SET OF TASKS
A. In the review of Reading Witchcraft below, for what purpose does the section titled 'Records' evaluate the standing of the pamphlets? Explain in one to three sentences.
B. Return the passage of the review of Reading Witchcraft below from "Marion Gibson. Reading" up to and including "University of Oxford)".
C. Take the review of Reading Witchcraft below further, continuing it from the point at which it stops.

SUPPLIED PASSAGE
+--

Marion Gibson. Reading Witchcraft: Stories of Early English Witches. New York: Routledge, 1999. ix + 242 pp. $24.99 (paper), ISBN 978-0-415-20646-4.
Reviewed by Anna Bayman (Faculty of Modern History, University of Oxford)
Published on H-Albion (February, 2000)
Writing Witchcraft: witches and pamphleteers
Is it appropriate that a study of witchcraft should be written backwards? Marion Gibson's analysis of the surviving Elizabethan and Jacobean witchcraft pamphlets consists of five chapters. The final one deals with the mix of poetry, godly exhortation, and scholarly disquisition that preface these pamphlets. It is preceded by a discussion of the differences in the crafting and presentation of the stories that they tell. These two chapters are grouped in a section, entitled 'Pamphlets'. The first three chapters also form a section, 'Records', which evaluates the standing of these texts for the purposes of historical reconstruction. What information can historians -- of witchcraft beliefs, or of judicial procedure; of economic polarisation and social tension, or of gender roles -- distil from these pamphlets? The second section, it seems, should logically precede the first. And, while both sections contain some persuasive arguments and effective criticism, the analysis developed in the second part of the book is certainly the more sensitive and convincing.

+--

ITEMS
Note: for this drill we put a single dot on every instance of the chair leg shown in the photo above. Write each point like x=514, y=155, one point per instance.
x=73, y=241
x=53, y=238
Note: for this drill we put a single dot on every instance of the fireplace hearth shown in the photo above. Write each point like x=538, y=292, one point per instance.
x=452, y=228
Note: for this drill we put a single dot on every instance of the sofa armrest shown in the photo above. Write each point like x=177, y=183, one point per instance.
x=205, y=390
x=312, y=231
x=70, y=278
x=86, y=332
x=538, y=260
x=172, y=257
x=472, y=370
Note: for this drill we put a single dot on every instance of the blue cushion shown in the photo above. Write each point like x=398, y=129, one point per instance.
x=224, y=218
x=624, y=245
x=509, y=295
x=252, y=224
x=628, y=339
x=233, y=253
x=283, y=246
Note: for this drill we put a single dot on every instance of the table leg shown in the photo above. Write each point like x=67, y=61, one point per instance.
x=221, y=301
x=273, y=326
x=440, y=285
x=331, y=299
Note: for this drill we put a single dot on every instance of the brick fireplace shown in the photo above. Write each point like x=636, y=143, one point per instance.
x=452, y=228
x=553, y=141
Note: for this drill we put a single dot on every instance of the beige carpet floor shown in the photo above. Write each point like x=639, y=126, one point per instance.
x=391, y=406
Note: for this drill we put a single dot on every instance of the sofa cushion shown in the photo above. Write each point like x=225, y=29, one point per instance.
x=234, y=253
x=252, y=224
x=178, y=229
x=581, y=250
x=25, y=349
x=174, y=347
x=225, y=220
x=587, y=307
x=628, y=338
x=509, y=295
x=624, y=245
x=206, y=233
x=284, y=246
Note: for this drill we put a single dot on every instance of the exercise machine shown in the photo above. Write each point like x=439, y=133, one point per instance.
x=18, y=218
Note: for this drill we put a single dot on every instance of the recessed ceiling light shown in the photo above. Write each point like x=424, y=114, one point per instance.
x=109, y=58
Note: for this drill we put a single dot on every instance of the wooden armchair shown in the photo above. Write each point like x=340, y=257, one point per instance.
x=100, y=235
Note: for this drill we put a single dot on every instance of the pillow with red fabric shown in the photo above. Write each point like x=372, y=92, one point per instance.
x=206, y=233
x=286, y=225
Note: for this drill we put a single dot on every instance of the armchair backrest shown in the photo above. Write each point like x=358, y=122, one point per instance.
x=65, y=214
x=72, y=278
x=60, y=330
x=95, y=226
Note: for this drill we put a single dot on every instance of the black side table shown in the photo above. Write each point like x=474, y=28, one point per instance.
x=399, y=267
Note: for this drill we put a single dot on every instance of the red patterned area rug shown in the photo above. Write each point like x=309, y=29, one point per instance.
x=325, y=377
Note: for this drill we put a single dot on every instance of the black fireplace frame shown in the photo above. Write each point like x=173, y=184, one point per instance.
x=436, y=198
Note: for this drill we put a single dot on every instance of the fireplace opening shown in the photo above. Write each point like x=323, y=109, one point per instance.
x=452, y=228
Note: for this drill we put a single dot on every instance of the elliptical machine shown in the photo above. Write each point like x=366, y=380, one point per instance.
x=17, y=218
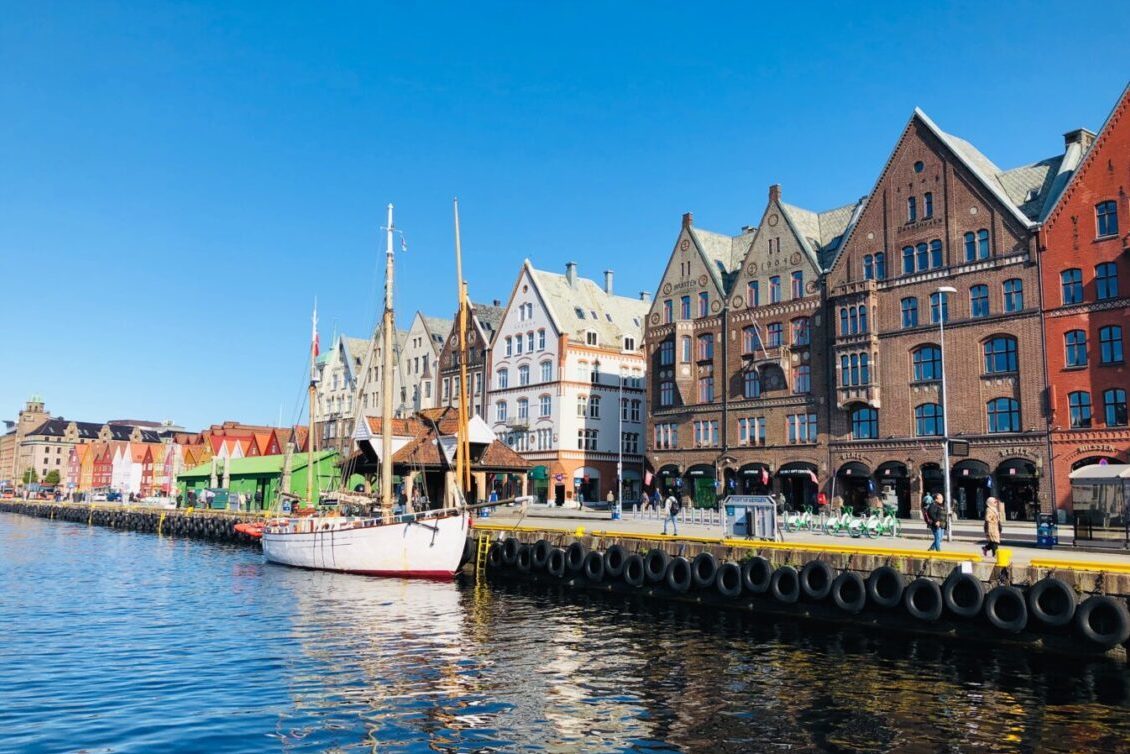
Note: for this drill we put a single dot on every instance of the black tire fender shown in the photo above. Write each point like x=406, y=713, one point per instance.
x=1052, y=601
x=849, y=592
x=728, y=580
x=964, y=595
x=756, y=574
x=885, y=587
x=1007, y=609
x=784, y=586
x=816, y=579
x=1104, y=621
x=678, y=574
x=923, y=600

+--

RESPONSE LIST
A. The 'Records' section evaluates the standing of the pamphlets for the purposes of historical reconstruction. It considers what information historians can distil from them, whether those historians study witchcraft beliefs, judicial procedure, economic polarisation and social tension, or gender roles.

B.
Marion Gibson. Reading Witchcraft: Stories of Early English Witches. New York: Routledge, 1999. ix + 242 pp. $24.99 (paper), ISBN 978-0-415-20646-4.
Reviewed by Anna Bayman (Faculty of Modern History, University of Oxford)

C.
Dr Gibson's book develops recent cross-disciplinary work that has blurred the distinctions between literature and record, and the methodologies used to approach them. Her close literary reading of the texts, emphasising style, structure and narrative convention, produces some compelling insights. Her demonstration (pp. 31-2) of the sophisticated defensive strategies that underpin Margery Sammon's apparently artless 'confession' is a splendid example of the interpretative power of her methodology. Her analysis (pp. 120-1) of the fragmented and multi-vocal quality of The most strange and admirable discoverie despite its reassuring pretence of straightforward, objective reportage, or her discussion (pp. 150-3) of the role of a boisterous humour in some of the texts, are equally fine. Her final chapter, analysing the prefaces, is the most sustained demonstration of the effectiveness of her technique. Gibson shows how these, as 'frame stories', engage with the main bodies of the texts, how they shape any readings of them, and how careful interrogation of the prefatory material may reveal authorial preoccupations or a scheme for the pamphlet.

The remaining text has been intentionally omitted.